[Records from a data collection]
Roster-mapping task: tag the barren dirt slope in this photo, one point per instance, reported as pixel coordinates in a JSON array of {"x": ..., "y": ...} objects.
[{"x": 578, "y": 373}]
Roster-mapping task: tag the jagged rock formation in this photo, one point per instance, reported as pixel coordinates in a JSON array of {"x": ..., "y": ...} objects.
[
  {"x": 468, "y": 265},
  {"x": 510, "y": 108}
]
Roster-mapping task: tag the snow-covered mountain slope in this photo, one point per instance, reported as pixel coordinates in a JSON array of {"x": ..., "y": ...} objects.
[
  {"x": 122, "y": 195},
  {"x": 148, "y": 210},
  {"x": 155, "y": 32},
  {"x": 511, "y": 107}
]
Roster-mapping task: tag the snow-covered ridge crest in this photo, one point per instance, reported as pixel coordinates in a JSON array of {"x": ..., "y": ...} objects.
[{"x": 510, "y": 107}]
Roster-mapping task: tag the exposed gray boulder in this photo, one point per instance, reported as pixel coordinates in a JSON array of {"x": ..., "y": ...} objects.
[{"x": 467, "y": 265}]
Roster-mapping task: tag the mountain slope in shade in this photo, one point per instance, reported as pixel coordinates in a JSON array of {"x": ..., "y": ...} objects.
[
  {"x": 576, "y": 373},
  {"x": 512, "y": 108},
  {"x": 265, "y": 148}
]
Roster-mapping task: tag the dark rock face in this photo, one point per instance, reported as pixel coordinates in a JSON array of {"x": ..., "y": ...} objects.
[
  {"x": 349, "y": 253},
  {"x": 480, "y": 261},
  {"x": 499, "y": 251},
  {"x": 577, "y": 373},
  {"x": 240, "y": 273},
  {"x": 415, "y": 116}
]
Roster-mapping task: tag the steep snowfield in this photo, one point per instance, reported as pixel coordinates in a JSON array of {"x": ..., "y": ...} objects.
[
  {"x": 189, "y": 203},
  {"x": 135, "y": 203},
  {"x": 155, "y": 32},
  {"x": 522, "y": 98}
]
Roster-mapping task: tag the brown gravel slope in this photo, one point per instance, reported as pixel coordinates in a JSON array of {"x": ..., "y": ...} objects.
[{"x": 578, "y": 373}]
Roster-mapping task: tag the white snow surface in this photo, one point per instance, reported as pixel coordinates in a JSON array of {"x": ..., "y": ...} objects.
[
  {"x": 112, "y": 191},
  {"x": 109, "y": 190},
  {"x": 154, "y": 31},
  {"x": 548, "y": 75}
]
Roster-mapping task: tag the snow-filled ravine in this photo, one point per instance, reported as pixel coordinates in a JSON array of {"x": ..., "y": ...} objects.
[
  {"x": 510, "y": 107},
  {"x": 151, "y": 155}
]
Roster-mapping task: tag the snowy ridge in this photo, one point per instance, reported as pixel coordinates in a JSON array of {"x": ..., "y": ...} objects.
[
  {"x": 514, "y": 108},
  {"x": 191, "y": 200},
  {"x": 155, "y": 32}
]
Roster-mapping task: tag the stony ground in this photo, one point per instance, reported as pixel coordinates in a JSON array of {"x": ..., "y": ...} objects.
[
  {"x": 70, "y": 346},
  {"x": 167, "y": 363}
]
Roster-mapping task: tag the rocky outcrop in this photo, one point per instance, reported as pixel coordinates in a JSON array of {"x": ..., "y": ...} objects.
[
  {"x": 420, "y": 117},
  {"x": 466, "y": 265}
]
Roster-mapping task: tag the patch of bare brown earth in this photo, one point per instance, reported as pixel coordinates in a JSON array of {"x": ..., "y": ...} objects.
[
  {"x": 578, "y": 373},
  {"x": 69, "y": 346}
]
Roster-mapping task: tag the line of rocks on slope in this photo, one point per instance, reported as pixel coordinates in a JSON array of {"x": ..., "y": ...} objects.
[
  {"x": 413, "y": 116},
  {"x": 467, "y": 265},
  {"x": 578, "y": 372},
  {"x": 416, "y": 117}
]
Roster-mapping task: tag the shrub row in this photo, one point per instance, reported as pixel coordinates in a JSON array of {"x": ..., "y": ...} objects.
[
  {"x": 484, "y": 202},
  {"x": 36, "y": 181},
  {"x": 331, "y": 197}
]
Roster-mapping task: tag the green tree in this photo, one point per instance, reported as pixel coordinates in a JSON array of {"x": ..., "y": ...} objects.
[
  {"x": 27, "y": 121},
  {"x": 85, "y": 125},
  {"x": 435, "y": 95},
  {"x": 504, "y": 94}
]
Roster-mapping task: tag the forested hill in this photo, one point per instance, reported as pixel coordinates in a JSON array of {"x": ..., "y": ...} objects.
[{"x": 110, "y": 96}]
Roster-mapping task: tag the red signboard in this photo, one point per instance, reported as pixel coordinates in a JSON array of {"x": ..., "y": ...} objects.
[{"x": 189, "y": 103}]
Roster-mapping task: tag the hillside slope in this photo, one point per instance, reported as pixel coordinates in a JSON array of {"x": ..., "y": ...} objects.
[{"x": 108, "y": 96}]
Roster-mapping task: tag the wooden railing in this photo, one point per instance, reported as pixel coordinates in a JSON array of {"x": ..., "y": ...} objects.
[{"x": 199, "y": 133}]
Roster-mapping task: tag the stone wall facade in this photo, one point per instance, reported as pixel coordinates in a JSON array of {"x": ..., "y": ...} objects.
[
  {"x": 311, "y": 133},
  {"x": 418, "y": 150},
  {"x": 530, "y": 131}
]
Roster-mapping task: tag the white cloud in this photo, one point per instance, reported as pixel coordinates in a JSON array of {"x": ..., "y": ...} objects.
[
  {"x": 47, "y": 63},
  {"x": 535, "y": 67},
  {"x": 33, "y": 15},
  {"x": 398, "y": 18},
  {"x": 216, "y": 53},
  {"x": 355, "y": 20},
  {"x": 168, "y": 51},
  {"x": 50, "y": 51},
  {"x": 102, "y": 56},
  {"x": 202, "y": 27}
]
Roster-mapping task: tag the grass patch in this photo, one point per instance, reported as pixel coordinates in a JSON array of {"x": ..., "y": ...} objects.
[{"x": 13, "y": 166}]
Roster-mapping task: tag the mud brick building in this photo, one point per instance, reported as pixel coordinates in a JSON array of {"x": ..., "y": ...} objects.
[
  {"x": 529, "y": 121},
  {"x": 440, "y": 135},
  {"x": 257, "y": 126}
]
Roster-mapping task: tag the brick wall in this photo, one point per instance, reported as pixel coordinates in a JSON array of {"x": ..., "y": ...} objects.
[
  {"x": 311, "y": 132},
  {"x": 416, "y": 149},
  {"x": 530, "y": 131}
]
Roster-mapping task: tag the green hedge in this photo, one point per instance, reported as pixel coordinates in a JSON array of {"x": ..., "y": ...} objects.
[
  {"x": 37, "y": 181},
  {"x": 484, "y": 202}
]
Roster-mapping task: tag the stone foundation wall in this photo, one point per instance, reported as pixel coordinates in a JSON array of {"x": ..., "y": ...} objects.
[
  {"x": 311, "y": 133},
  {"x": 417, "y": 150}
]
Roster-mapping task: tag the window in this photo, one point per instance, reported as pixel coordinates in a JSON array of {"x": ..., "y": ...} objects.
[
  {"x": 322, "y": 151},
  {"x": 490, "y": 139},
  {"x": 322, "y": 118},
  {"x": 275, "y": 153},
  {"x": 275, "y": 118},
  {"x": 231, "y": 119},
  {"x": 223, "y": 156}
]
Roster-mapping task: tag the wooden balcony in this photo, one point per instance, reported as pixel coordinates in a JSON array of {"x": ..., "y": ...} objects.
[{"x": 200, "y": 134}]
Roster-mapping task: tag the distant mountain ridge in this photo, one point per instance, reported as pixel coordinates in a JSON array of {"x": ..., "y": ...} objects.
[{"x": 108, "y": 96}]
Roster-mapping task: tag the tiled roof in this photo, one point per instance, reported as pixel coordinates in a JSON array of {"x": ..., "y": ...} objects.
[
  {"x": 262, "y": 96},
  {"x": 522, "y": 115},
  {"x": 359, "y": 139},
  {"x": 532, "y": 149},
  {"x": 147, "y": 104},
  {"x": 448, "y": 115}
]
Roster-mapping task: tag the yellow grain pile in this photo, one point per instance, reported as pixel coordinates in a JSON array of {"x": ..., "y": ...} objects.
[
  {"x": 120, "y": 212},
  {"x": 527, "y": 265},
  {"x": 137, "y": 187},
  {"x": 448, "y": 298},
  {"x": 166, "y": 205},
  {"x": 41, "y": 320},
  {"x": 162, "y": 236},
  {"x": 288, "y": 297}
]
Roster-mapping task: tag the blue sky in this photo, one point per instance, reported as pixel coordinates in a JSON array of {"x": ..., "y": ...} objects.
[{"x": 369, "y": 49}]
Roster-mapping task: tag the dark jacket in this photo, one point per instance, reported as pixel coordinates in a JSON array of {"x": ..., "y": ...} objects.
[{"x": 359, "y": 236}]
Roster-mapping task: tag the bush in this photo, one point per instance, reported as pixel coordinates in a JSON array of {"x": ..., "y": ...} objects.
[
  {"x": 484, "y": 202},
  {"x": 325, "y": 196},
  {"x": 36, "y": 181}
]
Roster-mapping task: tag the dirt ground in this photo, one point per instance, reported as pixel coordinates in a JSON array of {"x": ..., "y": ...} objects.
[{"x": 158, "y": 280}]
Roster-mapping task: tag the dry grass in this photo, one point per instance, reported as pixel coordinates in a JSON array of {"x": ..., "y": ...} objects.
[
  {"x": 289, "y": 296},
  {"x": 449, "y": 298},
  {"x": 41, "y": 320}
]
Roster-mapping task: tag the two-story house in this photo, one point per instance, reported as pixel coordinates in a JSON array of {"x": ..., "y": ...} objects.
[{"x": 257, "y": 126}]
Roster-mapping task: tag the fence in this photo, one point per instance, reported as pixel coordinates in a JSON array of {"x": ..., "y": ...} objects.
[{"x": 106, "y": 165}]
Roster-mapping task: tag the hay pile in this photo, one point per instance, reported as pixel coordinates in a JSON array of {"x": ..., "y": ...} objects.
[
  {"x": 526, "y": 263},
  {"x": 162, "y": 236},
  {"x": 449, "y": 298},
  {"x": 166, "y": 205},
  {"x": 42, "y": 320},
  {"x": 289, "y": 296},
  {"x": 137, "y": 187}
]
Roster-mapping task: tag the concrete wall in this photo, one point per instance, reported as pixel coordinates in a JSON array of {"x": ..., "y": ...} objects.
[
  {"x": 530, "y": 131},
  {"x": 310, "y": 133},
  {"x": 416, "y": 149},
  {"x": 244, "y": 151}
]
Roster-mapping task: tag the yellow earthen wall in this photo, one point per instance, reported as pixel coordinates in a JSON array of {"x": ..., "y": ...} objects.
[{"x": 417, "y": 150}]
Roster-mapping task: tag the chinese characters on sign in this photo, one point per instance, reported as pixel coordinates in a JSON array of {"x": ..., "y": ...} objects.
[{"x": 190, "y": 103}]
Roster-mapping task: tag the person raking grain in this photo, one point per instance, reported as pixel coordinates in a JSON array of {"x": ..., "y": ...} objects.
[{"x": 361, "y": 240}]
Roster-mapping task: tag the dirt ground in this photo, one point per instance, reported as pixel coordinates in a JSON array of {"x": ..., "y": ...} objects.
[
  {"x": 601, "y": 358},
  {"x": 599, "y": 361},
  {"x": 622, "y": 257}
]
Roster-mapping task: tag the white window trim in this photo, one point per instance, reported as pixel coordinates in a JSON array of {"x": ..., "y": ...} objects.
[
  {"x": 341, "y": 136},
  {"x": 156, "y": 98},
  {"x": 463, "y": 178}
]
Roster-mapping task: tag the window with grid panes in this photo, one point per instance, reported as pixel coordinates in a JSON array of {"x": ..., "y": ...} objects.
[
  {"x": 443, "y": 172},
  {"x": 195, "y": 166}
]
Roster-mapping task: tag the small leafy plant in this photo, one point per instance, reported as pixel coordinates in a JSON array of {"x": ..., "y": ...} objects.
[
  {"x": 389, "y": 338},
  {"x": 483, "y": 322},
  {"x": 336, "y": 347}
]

#### Assigned task:
Output nothing but the lines from the one that contains "Roster-mapping task: tag the window with" through the final line of the entries above, exactly as they appear.

#### Solution for this problem:
Roster-mapping task: tag the window with grid panes in this photo, one point per instance, reported as pixel coordinates in a JSON array of {"x": ..., "y": ...} objects.
[
  {"x": 443, "y": 172},
  {"x": 195, "y": 166}
]
Roster-mapping task: tag the small leafy plant in this photo, one point per instance, reported as pixel coordinates in a JSON array of {"x": ..., "y": ...} objects.
[
  {"x": 389, "y": 338},
  {"x": 483, "y": 322},
  {"x": 336, "y": 347}
]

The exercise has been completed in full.